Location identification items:
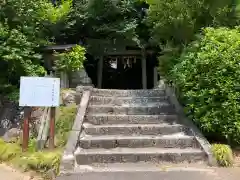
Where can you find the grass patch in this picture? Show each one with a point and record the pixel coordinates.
(223, 154)
(41, 161)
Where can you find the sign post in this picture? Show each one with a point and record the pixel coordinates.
(52, 128)
(39, 92)
(27, 115)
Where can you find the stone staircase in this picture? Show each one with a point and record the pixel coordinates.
(131, 129)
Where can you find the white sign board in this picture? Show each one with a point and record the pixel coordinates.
(39, 91)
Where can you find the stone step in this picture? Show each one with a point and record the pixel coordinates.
(130, 129)
(118, 155)
(178, 140)
(129, 93)
(199, 166)
(99, 100)
(98, 119)
(150, 109)
(147, 173)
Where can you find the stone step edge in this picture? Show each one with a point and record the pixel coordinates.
(160, 116)
(151, 105)
(131, 115)
(161, 125)
(128, 97)
(86, 137)
(128, 90)
(139, 166)
(138, 151)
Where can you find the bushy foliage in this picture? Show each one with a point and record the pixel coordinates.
(208, 76)
(223, 154)
(102, 19)
(26, 26)
(177, 21)
(71, 60)
(64, 123)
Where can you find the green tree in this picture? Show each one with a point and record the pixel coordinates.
(178, 21)
(103, 19)
(26, 26)
(208, 77)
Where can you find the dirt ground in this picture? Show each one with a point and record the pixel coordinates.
(8, 173)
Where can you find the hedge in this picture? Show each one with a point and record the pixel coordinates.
(207, 76)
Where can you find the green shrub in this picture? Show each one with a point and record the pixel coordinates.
(8, 151)
(40, 161)
(64, 123)
(223, 154)
(208, 77)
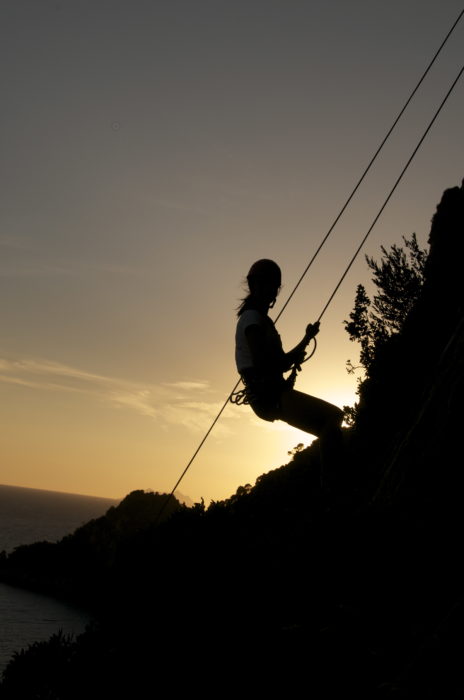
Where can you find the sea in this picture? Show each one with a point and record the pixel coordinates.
(27, 516)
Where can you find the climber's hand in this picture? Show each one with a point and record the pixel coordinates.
(312, 329)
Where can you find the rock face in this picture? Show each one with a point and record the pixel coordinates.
(424, 465)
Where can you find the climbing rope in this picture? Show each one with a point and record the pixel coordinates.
(234, 392)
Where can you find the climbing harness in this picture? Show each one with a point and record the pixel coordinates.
(241, 397)
(295, 369)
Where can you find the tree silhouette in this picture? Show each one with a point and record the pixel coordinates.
(399, 277)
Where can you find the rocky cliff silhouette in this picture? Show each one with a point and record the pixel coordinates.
(276, 590)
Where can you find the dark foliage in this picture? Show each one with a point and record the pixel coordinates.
(279, 587)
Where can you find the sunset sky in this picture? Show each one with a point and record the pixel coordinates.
(151, 150)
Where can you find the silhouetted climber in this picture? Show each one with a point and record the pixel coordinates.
(261, 362)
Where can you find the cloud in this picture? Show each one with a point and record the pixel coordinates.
(190, 403)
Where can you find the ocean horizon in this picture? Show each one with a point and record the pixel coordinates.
(32, 515)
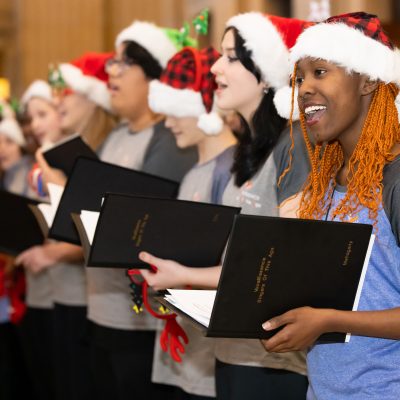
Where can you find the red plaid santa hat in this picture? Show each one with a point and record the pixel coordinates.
(269, 38)
(354, 41)
(186, 89)
(86, 75)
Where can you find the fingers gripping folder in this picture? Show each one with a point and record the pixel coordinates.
(173, 338)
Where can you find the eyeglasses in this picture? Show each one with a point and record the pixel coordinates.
(117, 67)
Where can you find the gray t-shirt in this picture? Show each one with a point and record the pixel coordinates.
(261, 195)
(154, 151)
(39, 291)
(196, 373)
(69, 283)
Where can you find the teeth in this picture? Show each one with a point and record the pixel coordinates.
(313, 109)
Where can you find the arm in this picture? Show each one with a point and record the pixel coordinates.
(171, 274)
(302, 326)
(50, 175)
(38, 258)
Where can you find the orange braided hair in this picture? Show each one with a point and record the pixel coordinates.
(381, 131)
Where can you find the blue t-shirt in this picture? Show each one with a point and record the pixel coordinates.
(366, 367)
(4, 309)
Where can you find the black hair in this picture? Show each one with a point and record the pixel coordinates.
(256, 140)
(134, 53)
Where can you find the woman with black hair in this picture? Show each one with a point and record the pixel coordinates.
(121, 342)
(252, 76)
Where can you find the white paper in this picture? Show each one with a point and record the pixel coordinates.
(196, 303)
(49, 210)
(89, 220)
(362, 279)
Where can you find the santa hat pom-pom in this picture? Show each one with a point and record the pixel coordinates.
(283, 103)
(211, 124)
(397, 102)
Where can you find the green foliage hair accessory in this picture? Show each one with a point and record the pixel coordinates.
(55, 78)
(180, 38)
(200, 23)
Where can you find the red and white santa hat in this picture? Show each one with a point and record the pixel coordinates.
(186, 89)
(354, 41)
(9, 127)
(87, 75)
(40, 89)
(269, 38)
(156, 40)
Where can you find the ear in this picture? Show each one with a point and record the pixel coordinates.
(368, 86)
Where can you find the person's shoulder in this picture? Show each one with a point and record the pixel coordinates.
(285, 139)
(391, 173)
(162, 132)
(122, 127)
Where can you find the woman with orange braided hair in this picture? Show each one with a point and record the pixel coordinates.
(348, 104)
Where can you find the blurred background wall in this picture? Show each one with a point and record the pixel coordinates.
(34, 33)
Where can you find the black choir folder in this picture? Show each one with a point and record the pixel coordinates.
(273, 265)
(90, 180)
(62, 155)
(19, 228)
(189, 232)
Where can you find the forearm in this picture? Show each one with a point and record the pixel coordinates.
(203, 277)
(383, 324)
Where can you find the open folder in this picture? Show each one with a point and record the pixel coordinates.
(62, 155)
(90, 180)
(273, 265)
(19, 229)
(191, 233)
(45, 212)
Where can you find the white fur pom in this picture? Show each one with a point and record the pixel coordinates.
(283, 102)
(211, 124)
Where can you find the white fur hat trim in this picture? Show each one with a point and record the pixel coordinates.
(150, 37)
(10, 128)
(94, 89)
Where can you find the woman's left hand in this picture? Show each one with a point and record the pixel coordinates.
(38, 258)
(301, 328)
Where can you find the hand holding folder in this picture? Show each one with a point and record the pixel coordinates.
(287, 264)
(191, 233)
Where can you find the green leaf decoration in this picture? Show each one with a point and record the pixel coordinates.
(200, 23)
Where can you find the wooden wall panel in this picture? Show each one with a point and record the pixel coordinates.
(52, 31)
(36, 32)
(121, 13)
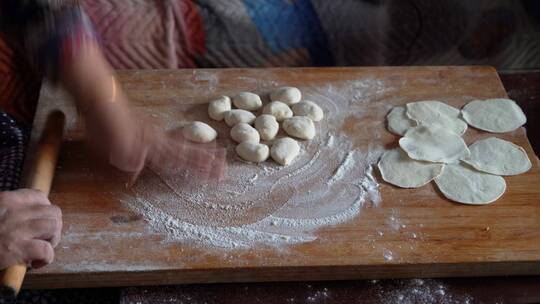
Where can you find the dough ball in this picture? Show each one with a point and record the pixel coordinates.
(253, 151)
(463, 184)
(247, 101)
(497, 156)
(397, 168)
(218, 107)
(284, 150)
(199, 132)
(438, 114)
(288, 95)
(278, 109)
(398, 121)
(309, 109)
(497, 115)
(244, 132)
(267, 126)
(434, 144)
(237, 116)
(299, 126)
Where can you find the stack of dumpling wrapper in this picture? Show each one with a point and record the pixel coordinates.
(432, 149)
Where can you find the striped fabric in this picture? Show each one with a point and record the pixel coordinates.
(150, 34)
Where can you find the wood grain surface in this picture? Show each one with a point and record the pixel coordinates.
(107, 244)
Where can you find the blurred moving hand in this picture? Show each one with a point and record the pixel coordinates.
(113, 129)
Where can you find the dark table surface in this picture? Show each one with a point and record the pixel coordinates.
(522, 86)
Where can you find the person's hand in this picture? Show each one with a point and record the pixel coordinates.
(30, 228)
(171, 151)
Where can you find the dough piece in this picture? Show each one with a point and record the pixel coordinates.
(244, 132)
(284, 150)
(497, 156)
(398, 121)
(267, 126)
(199, 132)
(253, 151)
(237, 116)
(436, 113)
(218, 107)
(288, 95)
(434, 144)
(278, 109)
(247, 101)
(309, 109)
(497, 115)
(299, 126)
(397, 168)
(463, 184)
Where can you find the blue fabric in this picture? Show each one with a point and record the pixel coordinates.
(289, 25)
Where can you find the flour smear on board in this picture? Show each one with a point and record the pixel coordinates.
(329, 183)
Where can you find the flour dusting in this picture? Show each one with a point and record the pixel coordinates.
(267, 204)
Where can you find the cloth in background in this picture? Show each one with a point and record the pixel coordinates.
(151, 34)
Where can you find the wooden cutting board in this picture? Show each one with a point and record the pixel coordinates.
(409, 233)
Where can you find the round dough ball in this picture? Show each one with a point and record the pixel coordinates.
(278, 109)
(497, 156)
(217, 108)
(309, 109)
(397, 168)
(244, 132)
(253, 151)
(463, 184)
(299, 126)
(497, 115)
(437, 114)
(434, 144)
(237, 116)
(199, 132)
(247, 101)
(288, 95)
(398, 121)
(284, 150)
(267, 126)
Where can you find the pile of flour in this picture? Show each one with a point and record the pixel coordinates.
(329, 183)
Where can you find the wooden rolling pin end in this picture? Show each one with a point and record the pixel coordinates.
(39, 176)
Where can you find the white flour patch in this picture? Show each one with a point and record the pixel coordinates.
(267, 204)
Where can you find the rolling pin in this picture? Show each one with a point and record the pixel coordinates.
(38, 176)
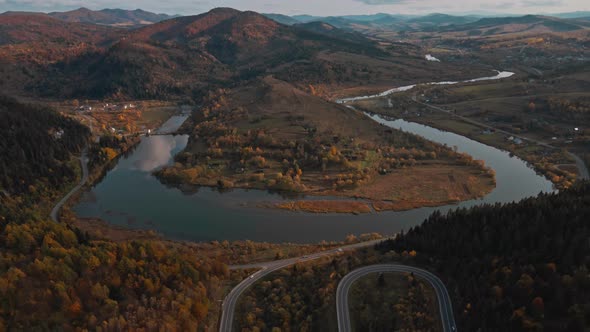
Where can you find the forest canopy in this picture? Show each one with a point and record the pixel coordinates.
(520, 266)
(36, 143)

* [What the exercise asks]:
Rewrite the items from the line that contains "Where can you find the wooden rolling" through the end of the items, changing "forest canopy" to "tree canopy" and keeping everything else the same. Leave the pictures out of your answer.

* [Finished answer]:
Where can you find the wooden rolling pin end in this picture? Show each one with a point and record the pixel coordinates.
(39, 176)
Where can you find the white flour patch in this picture? Show each one with a point and record the pixel coordinates.
(267, 204)
Where can you find the rolling pin in this picture? Show each one with a point and record the pixel coordinates.
(38, 176)
Where can you find the tree canopy in this picture? Show each one with a point and record the pixel coordinates.
(520, 266)
(36, 143)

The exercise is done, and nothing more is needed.